Auszug der Seite
------------------------------------

Der Blick auf Grün:
Gut gegen Stress und für die Gesundheit

Der amerikanische Wissenschaftler Roger S. Ulrich erforscht seit langem, welchen Einfluss eine „grüne Umwelt“ auf unser Stressempfinden und unsere Gesundheit hat. Besonders wichtig ist ihm die Frage, wie Stress abgebaut werden kann.

Stress wird von den meisten Wissenschaftlern als Reaktion auf oder als Anpassung an eine anstrengende Situation definiert, die das Wohlbefinden beeinträchtigt oder bedroht. Häufig führt Stress zu deutlichen Schädigungen des psychischen Wohlbefindens, der Leistungsfähigkeit und der Gesundheit. Abhängig von Intensität und Dauer der Stressreaktion kann es zu unterschiedlichen Symptomen kommen:

  • Angst, Wut und Aggressivität
  • Schlaflosigkeit
  • Alkohol- oder Drogenmissbrauch
  • Erhöhter Blutdruck
  • Muskelverspannung

Stress-Killer

Orchideen Viele Studien liefern bereits heute überzeugende Ergebnisse für die Hypothese, dass der bloße Anblick von Pflanzen  zu Stressabbau und Regeneration führen kann. Ulrich zeichnete bei seinen Untersuchungen vor allem die physiologischen Reaktionen der Menschen auf: In einem Laborexperiment konfrontierte er 120 Versuchspersonen mit einem stresserzeugenden Film. Anschließend wurden die Probanden in zwei Gruppen eingeteilt. Die eine sah in der “Regenerationszeit” nach dem Film Videoaufnahmen mit urbanen Räumen ohne Natur, die andere Aufnahmen mit natürlicher Vegetation. Die Probanden wurden dann darum gebeten, Fragebögen auszufüllen und ihre Gefühle einzuschätzen. Darüber hinaus wurden bei ihnen vier physiologische Messungen durchgeführt: Messungen der Leitfähigkeit der Haut, der Muskelspannung, der Pulskurve und der Herzfrequenz.

------------------------------------

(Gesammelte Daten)
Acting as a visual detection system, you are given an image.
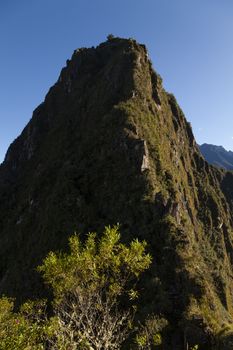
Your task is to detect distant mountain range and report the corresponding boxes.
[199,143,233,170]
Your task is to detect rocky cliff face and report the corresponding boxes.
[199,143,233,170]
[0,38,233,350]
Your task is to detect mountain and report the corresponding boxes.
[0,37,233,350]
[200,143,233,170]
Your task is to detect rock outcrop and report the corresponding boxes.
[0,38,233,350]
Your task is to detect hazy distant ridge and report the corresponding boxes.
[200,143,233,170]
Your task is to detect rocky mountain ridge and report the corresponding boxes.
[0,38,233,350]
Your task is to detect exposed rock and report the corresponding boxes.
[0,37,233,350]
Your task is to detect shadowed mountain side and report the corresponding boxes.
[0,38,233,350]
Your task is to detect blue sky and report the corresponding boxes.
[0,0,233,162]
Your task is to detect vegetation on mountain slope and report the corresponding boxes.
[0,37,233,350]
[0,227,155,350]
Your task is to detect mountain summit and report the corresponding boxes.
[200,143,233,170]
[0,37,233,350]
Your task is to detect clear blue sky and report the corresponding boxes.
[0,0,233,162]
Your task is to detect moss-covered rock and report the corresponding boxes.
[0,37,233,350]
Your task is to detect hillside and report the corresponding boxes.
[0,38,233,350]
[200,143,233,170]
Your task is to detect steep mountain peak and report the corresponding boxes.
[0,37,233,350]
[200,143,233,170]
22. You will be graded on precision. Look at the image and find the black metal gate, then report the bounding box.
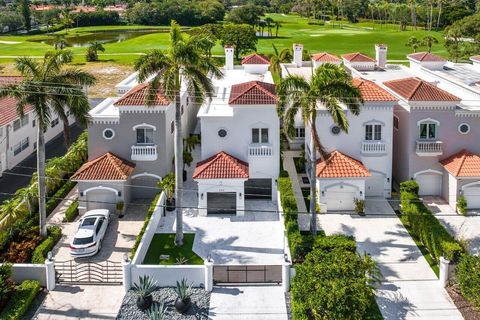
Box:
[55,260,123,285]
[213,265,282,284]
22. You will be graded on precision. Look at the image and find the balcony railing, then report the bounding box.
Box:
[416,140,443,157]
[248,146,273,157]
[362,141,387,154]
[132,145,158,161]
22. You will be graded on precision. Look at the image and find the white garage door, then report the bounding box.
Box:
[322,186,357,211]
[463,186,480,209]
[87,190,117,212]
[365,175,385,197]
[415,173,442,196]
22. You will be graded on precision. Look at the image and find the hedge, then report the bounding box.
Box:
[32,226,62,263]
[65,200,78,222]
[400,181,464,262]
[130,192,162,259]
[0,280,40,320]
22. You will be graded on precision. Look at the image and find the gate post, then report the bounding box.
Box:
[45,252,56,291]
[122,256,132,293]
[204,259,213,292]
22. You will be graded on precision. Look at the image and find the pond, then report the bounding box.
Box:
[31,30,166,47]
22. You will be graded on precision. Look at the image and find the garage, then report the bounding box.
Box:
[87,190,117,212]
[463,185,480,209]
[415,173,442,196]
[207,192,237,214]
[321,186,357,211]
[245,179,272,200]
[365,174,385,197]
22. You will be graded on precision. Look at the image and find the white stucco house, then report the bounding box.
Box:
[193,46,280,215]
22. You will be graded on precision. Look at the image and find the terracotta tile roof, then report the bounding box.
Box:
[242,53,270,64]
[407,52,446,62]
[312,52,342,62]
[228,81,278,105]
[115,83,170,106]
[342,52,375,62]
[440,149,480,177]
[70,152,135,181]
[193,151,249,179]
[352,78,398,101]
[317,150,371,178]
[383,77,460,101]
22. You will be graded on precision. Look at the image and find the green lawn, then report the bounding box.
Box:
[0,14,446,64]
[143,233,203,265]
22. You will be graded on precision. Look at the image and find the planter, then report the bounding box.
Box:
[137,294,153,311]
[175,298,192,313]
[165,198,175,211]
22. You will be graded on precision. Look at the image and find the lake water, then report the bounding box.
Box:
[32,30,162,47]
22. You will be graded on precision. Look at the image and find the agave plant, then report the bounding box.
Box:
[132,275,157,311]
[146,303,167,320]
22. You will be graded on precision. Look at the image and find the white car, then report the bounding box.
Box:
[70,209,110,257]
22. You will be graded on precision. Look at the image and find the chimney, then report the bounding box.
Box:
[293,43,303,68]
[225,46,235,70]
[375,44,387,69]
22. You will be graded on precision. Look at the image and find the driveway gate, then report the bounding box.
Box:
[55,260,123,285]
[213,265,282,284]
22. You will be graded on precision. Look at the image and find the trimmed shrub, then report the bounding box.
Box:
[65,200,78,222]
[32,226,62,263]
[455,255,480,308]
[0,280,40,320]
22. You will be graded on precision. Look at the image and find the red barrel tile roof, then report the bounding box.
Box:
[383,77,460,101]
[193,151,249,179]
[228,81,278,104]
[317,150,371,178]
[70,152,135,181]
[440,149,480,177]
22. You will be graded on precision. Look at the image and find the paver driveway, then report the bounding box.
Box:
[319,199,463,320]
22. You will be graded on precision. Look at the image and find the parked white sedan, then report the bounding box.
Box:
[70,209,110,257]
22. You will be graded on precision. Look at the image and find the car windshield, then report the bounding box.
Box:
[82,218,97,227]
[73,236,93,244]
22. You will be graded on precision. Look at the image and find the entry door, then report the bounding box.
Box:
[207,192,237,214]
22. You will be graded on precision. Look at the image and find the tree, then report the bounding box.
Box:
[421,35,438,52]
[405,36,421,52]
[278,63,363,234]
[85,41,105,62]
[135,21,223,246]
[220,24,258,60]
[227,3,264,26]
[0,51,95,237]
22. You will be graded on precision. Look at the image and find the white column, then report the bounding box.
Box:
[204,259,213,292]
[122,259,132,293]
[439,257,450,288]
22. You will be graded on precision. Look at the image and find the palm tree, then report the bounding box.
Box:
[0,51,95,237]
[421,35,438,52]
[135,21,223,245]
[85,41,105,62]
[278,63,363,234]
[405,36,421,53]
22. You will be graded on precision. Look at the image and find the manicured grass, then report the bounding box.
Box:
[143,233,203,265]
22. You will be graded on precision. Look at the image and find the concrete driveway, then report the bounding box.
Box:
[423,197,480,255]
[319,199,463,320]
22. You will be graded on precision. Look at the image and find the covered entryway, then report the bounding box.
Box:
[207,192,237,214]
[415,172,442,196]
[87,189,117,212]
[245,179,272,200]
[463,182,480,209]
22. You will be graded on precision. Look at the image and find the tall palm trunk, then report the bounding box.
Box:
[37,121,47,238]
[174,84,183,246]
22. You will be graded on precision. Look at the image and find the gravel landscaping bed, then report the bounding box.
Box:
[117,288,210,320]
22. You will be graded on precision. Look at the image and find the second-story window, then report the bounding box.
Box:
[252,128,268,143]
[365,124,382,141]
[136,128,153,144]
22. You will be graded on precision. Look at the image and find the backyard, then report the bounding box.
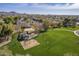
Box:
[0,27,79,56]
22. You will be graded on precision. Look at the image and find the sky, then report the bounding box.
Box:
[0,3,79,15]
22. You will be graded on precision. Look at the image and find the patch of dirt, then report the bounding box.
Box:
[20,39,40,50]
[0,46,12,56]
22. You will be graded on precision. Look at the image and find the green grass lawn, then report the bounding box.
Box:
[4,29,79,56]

------------------------------------

Zu erledigen
a. Zitieren Sie aus dem Auszug über den Blick auf Grün die Passage, die mit "Der Blick auf" beginnt und bis einschließlich "abgebaut werden kann." reicht.
b. Mit wie vielen Versuchspersonen führte Ulrich laut dem Auszug über den Blick auf Grün sein Laborexperiment durch?
c. Führen Sie den Auszug über den Blick auf Grün im Anschluss an seinen letzten Satz weiter.

Antworten
a.
Der Blick auf Grün:
Gut gegen Stress und für die Gesundheit

Der amerikanische Wissenschaftler Roger S. Ulrich erforscht seit langem, welchen Einfluss eine „grüne Umwelt“ auf unser Stressempfinden und unsere Gesundheit hat. Besonders wichtig ist ihm die Frage, wie Stress abgebaut werden kann.

b. Ulrich konfrontierte in seinem Laborexperiment 120 Versuchspersonen mit einem stresserzeugenden Film.

c.
Das Ergebnis: Alle Befunde deuteten darauf hin, dass Menschen Spannungen besser abbauen, wenn sie Pflanzen betrachten. Der höhere Regenerationsgrad ließ sich beispielsweise an der stärkeren Blutdrucksenkung, der Senkung der Muskelspannung und der Leitfähigkeit der Haut ablesen. Insgesamt erfolgte die Regeneration in diesen Fällen auch schneller. Nach weniger als fünf Minuten zeigten die Messwerte einen deutlichen Spannungsabbau. Eine bahnbrechende Erkenntnis, wenn man bedenkt, welchen Stressfaktoren sich die meisten Menschen täglich am Arbeitsplatz, im häuslichen Umfeld und anderen Gebäuden aussetzen müssen.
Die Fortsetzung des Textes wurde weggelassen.